Set task: Do not carry the pictures over; copy every other part of the entries exactly.

-- Start of Materials provided --

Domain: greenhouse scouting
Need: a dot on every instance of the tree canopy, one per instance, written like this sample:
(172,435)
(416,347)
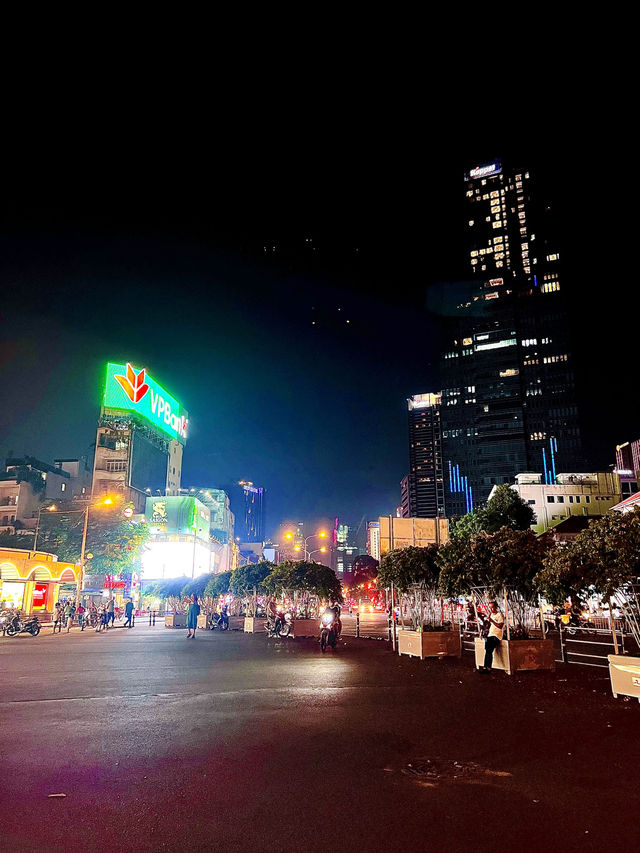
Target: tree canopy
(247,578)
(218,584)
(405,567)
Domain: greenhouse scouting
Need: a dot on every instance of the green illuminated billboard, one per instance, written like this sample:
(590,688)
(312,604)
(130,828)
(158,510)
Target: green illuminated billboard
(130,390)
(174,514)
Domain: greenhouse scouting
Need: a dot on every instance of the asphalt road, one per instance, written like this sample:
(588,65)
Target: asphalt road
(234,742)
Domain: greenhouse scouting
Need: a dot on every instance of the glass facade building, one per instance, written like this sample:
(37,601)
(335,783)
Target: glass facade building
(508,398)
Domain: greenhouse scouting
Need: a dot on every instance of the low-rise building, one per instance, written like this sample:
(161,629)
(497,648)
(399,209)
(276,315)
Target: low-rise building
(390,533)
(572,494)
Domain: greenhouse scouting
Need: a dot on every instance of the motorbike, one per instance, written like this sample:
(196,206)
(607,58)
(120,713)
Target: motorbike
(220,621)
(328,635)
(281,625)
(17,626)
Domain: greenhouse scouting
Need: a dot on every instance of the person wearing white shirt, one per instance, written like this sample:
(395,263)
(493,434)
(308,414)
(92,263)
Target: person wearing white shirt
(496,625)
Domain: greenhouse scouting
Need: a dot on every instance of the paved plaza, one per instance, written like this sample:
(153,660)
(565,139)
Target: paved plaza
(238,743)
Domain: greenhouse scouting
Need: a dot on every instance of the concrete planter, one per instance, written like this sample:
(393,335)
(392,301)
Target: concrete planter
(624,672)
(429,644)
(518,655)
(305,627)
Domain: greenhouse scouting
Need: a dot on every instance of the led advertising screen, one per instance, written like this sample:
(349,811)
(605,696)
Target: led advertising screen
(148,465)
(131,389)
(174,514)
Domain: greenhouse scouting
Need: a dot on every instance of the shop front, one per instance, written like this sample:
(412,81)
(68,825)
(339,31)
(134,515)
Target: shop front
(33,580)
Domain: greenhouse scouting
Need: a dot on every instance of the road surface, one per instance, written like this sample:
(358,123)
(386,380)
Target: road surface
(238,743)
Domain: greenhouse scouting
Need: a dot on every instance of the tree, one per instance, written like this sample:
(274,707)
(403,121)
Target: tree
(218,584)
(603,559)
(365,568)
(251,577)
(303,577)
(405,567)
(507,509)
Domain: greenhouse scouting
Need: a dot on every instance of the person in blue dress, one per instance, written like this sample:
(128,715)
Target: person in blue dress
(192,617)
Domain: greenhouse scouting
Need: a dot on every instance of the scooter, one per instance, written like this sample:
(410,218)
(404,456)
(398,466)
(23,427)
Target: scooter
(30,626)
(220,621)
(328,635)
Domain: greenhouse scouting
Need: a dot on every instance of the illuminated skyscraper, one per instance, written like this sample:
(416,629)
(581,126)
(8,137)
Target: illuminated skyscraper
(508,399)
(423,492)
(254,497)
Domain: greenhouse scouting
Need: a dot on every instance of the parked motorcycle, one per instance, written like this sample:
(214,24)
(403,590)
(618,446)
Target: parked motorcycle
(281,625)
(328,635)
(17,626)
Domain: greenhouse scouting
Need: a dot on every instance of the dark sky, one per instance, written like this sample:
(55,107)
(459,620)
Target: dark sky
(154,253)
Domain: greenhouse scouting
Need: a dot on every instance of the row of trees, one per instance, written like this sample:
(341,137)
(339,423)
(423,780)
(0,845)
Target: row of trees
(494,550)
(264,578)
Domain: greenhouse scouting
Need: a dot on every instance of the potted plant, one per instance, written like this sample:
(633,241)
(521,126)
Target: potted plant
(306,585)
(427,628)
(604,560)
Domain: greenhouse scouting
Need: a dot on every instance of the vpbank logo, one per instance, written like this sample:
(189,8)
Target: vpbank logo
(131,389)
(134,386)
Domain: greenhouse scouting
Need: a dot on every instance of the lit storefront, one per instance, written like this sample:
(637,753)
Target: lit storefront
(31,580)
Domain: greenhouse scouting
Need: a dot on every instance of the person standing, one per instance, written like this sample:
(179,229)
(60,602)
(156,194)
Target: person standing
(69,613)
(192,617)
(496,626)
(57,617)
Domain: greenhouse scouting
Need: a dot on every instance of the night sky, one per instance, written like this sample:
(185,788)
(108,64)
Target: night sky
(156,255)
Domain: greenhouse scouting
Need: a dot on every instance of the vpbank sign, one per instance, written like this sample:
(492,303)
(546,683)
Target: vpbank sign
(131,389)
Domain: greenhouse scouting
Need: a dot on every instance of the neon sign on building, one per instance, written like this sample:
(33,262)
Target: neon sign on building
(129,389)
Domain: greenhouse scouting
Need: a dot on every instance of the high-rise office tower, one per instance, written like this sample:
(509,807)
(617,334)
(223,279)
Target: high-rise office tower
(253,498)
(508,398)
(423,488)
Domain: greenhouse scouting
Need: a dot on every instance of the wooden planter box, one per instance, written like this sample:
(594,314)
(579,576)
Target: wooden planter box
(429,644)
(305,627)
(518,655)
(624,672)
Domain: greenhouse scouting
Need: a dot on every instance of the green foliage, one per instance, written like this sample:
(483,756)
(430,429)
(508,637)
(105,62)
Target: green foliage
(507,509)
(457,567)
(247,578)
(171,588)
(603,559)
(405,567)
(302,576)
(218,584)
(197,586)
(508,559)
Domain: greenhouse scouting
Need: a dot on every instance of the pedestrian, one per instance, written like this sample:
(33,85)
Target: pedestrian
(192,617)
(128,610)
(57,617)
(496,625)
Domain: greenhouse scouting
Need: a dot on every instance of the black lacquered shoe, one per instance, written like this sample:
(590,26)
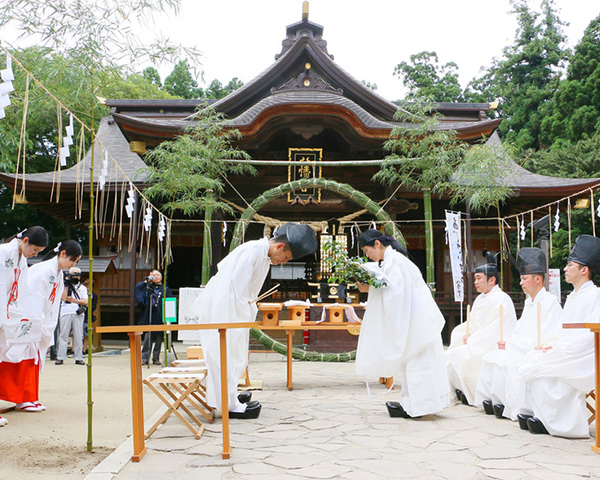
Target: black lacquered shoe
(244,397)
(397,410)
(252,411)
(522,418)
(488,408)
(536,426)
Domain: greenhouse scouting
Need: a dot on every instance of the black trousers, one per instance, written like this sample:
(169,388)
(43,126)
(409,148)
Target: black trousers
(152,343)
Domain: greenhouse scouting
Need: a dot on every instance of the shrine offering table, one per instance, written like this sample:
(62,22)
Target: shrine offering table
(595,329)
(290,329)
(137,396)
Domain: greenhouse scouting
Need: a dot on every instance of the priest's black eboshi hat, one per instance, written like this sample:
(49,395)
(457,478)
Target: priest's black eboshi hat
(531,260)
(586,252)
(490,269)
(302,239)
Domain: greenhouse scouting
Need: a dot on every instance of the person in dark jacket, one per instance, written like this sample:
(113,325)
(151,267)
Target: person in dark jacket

-- End of Materials provided --

Written solution:
Domain: greenhouse scouting
Need: a dot on every instance of the tree canopy, one per instance, written like this sample:
(172,435)
(416,347)
Target: tree canopy
(247,578)
(218,584)
(405,567)
Domain: greenhouse scouting
Need: a dot on every instance of the green illuminated billboard, one per instance, written like this sample:
(590,688)
(312,604)
(130,828)
(158,510)
Target: green illuminated billboard
(130,390)
(174,514)
Domain: greenhouse scouting
Need: a dot on every instance of the asphalt road, one per instance, written like this sample:
(588,65)
Target: asphalt road
(234,742)
Domain: greenhouse scouting
Need: a dot on every instance of the glass facade building, one per instance, written like this sample:
(37,601)
(335,783)
Target: glass facade building
(508,398)
Domain: greenhouse scouting
Need: a dot on every instance of the low-rise building, one per instance, written like this sample:
(161,629)
(497,648)
(399,209)
(276,315)
Target: low-rise building
(390,533)
(572,494)
Domain: greenhouse scouting
Need: a dot on every instance of the motorbike, one per instance, written like this sample:
(196,206)
(607,58)
(120,713)
Target: motorbike
(220,621)
(328,635)
(281,625)
(17,626)
Domain: greenhouse scouting
Need: a dot on every instance of the person wearing white shirt, one per instance, written like this sample:
(395,263)
(493,434)
(308,414)
(92,263)
Target: person wearing white shirt
(496,625)
Domain: greenhouse scouting
Need: a dot on every instance of the paved plaza, one per instance, written like this sample:
(153,660)
(565,139)
Target: paved plaza
(238,743)
Domain: greenhouse scouting
Need: a dot on every instance of the concrete planter, one per instance, written like this sample:
(393,335)
(392,301)
Target: concrete planter
(624,672)
(429,644)
(518,655)
(305,627)
Domain: greenhouse scouting
Need: a dot on every instance of the led advertising screen, one per instance, written like this sample:
(349,811)
(605,696)
Target: led advertising screen
(148,465)
(131,389)
(174,514)
Domain: greenhouse scouting
Need: a dot on every instance of the shop front, one per instance, written like this sample:
(412,81)
(68,825)
(339,31)
(134,515)
Target: shop front
(33,580)
Domain: greenhouse scouting
Need: a dot on every instance of the road surface, one per instance, written like this sample:
(358,123)
(386,380)
Target: road surface
(238,743)
Domain: greenhouse scouting
Need: a dot on every instance of the tree, one per instance, written like this sample:
(274,707)
(403,121)
Target: tree
(218,584)
(603,559)
(365,568)
(251,577)
(303,577)
(405,567)
(507,509)
Domain: greenhouse scouting
Need: a dot on every instance of the person in blue dress, one per instance, written like this sample:
(128,715)
Target: person in blue dress
(192,617)
Domain: greenhouse scouting
Need: a dot on every instance of the scooter, one per instance, written like this sample:
(410,218)
(404,456)
(398,466)
(23,427)
Target: scooter
(30,626)
(220,621)
(328,635)
Domain: greenhouse scouting
Need: a dot on every instance of the illuminated skyscraper, one per instance, written like this sample:
(416,629)
(581,126)
(8,137)
Target: illuminated skyscraper
(508,399)
(423,492)
(254,497)
Domain: greenhouse scouting
Need: a dot on every instance of the parked motorcycle, one per instance, written like this sample:
(214,24)
(403,590)
(618,446)
Target: parked motorcycle
(281,625)
(328,635)
(17,626)
Domain: greenhouse scouting
Need: a dot on every instance of the dark sky, one per instance, written like this sample:
(55,107)
(459,620)
Target: dark sky
(154,253)
Domain: greenhouse scouting
Need: a dot on every instance of the row of trees, one per instance, written like this sample:
(341,137)
(339,423)
(423,780)
(0,845)
Target: row of trees
(494,550)
(264,578)
Domain: greenhouse scouting
Need: a dot on every instance of the potted plant, one per instance, written like this sample:
(633,241)
(521,126)
Target: potted plant
(306,585)
(427,628)
(604,560)
Domain: greenhouse scouting
Need: a dot on every instance of the vpbank logo, one per instance, written like this sample:
(189,8)
Target: vpbank logo
(131,389)
(134,386)
Domain: greenhouse scouting
Need: a dot on every instance of the lit storefront, one per instance, written like this sample:
(637,753)
Target: lit storefront
(31,580)
Domain: greenhouse scouting
Need: a dot on every instance of the person standing, one per instance, written like this sample:
(179,229)
(60,602)
(156,194)
Target: person standing
(69,613)
(192,617)
(496,626)
(57,617)
Domain: greenhouse scouting
Need: a dot on every instance of the night sky, one per instance, written like this sample:
(185,788)
(108,64)
Target: night sky
(156,255)
Domain: greenhouse scouting
Need: a dot on every instance of the vpbank sign, one per instance, written like this sample:
(492,303)
(546,683)
Target: vpbank sign
(131,389)
Domain: greenhouse scouting
Need: a dot on every instance of the neon sign on building, one per instance, written like this sample:
(33,262)
Target: neon sign on building
(129,389)
Domain: greenhouse scouting
Need: a dot on every instance of the high-rise office tower, one per instance, written like this sample:
(509,807)
(617,334)
(223,279)
Target: high-rise office tower
(253,498)
(508,398)
(423,488)
Domain: greenhouse scouting
Need: a dot on every instance of the wooden planter box, one per instance, written like this sample:
(594,314)
(579,576)
Target: wooden planter box
(429,644)
(305,627)
(518,655)
(624,672)
Domain: greenhouse scouting
Need: a dot on every instance of the green foliage, one per instance, written like this sample:
(483,756)
(430,429)
(508,637)
(105,62)
Target: green foliage
(507,509)
(457,567)
(247,578)
(171,588)
(603,559)
(405,567)
(302,576)
(218,584)
(197,586)
(508,559)
Domain: greenhouse scouting
Need: a dot on every instance of the pedestrian, one per instance, written like this sample:
(33,85)
Target: pedestrian
(192,617)
(128,610)
(57,617)
(496,625)
Domain: greenhouse scouting
Need: a dot on every instance of the black lacquered shoe, one per instance, written like this sample:
(590,26)
Target: black lacquered shoe
(244,397)
(397,410)
(252,411)
(522,418)
(488,408)
(536,426)
Domain: greenhouse scouting
Need: a dot on every instance of the black trousers, one per instance, written like this sample:
(169,388)
(43,126)
(409,148)
Target: black trousers
(152,343)
Domain: greenhouse scouting
Need: a dot on every instance of the shrine offering table, one per instance, written like this sample:
(62,22)
Target: shrine offering table
(595,329)
(290,329)
(137,396)
Domain: greenhouse scouting
Need: a dot on every instance of the priest's black eboshi hat, one per instance, written like this sample:
(49,395)
(457,478)
Target: priest's black eboshi hat
(531,260)
(586,252)
(490,269)
(302,239)
Domain: greenhouse scouting
Need: a dot on every instance of the person in dark jacket, one per instance, written like this sample:
(113,325)
(151,267)
Target: person in dark jacket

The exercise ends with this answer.